Reproduce the listing below in its entirety. Change nothing.

*** Recorded information

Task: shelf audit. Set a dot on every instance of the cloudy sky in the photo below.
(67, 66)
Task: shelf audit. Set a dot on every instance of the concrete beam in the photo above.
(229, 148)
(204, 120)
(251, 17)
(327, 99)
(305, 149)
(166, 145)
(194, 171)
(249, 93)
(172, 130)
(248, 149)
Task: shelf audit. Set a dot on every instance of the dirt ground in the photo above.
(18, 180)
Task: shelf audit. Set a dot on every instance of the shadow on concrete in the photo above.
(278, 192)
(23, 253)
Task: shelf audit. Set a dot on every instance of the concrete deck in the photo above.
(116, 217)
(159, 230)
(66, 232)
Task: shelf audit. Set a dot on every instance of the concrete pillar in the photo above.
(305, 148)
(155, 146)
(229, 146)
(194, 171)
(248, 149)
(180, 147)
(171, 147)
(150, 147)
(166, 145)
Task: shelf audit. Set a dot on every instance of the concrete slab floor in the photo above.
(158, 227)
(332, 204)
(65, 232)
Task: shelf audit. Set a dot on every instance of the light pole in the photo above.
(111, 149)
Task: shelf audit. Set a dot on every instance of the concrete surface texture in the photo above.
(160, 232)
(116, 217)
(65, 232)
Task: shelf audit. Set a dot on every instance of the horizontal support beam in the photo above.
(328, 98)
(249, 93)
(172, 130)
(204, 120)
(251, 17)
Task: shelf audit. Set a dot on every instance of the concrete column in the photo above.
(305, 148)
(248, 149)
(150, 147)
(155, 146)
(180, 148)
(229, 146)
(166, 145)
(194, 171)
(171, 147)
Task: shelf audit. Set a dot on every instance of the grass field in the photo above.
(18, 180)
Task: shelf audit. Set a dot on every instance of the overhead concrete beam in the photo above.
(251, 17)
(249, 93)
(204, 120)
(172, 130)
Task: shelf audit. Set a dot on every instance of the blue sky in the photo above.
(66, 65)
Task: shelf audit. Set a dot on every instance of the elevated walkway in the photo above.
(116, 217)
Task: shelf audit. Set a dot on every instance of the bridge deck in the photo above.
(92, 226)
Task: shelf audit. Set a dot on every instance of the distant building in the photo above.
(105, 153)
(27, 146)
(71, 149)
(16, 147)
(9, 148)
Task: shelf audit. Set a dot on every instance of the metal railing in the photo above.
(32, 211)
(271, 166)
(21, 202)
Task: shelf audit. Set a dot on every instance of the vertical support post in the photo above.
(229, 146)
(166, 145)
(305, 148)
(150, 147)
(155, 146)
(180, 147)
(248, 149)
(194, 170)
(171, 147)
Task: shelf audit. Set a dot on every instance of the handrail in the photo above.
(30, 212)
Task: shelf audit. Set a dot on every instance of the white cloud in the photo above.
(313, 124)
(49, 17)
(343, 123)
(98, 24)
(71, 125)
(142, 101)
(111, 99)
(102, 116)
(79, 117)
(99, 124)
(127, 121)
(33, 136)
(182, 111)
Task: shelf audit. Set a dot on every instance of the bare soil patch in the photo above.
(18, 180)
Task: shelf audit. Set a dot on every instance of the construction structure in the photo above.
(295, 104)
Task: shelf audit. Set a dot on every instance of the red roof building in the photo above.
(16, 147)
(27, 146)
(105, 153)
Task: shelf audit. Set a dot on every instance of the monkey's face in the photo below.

******

## [Response to the exercise]
Task: shelf audit. Set a dot on every instance of the cloudy sky in the photo below.
(67, 66)
Task: shelf audit. Set a dot on every instance of the concrete beam in the photo above.
(229, 148)
(204, 120)
(251, 17)
(327, 99)
(305, 149)
(166, 145)
(194, 171)
(249, 93)
(172, 130)
(248, 149)
Task: shelf audit. Set a dot on every instance of the dirt ground in the photo above.
(18, 180)
Task: shelf audit. Set a dot on every instance of the shadow on concrete in the photo above.
(278, 192)
(23, 253)
Task: shelf audit. Set a dot on every instance of the concrete deck in the photo above.
(116, 217)
(159, 230)
(66, 232)
Task: shelf audit. Set a dot on every instance of the concrete pillar in the photo above.
(305, 148)
(155, 146)
(229, 146)
(194, 171)
(248, 149)
(180, 147)
(171, 147)
(150, 147)
(166, 145)
Task: shelf audit. Set a dot on every instance of the concrete slab floor in the photo above.
(158, 227)
(332, 204)
(65, 232)
Task: shelf audit. Set a dot on every instance of the light pole in the photo above.
(111, 149)
Task: shelf audit. Set a dot on every instance of the concrete surface texture in the photo above.
(160, 232)
(116, 217)
(65, 232)
Task: shelf audit. Set a dot on every instance of the horizontal support beam in the photo above.
(328, 98)
(249, 93)
(172, 130)
(204, 120)
(251, 17)
Task: shelf audit. Set a dot on every instance of the concrete column in the photo above.
(305, 148)
(248, 149)
(150, 147)
(155, 146)
(180, 148)
(229, 146)
(166, 145)
(194, 171)
(171, 147)
Task: shelf audit. Set a dot on every instance of the grass field in the photo above.
(18, 180)
Task: shelf audit. Set a dot on every instance of the overhead concrete beam in the photo above.
(251, 17)
(249, 93)
(204, 120)
(172, 130)
Task: shelf audit. Set a dot on every instance of the blue sky in the photo above.
(66, 65)
Task: shelf audit. Set a dot on every instance of the elevated walkway in the photo above.
(116, 217)
Task: shelf audit. Set a dot on every instance of the bridge deck in the photo above.
(92, 226)
Task: shelf audit. Set a dot on every instance of the distant building in the photo above.
(105, 153)
(27, 146)
(71, 149)
(16, 147)
(9, 148)
Task: shelf audit. Set a dot on every instance of the metal railing in the photo above.
(32, 211)
(271, 166)
(21, 202)
Task: shelf audit. Set a dot on every instance of the vertical support post in the photo above.
(229, 146)
(166, 145)
(305, 148)
(150, 147)
(155, 146)
(180, 147)
(248, 149)
(194, 170)
(171, 147)
Task: shelf audit. Set a dot on every instance of the handrail in the photo above.
(30, 212)
Task: shelf audit. Set a dot on every instance of the white cloud in the photo above.
(313, 124)
(49, 17)
(343, 123)
(98, 24)
(71, 125)
(142, 101)
(111, 99)
(102, 116)
(79, 117)
(99, 124)
(127, 121)
(33, 136)
(182, 111)
Task: shelf audit. Set a dot on every instance of the bare soil patch in the photo above.
(18, 180)
Task: shelf audit. Set a dot on every instance of the construction structure in the photo above.
(295, 104)
Task: shelf audit. Set a dot on every instance of the red roof building in the photo above.
(16, 147)
(27, 146)
(105, 153)
Task: shelf audit. Set a dot on every instance of the monkey's face in the photo below.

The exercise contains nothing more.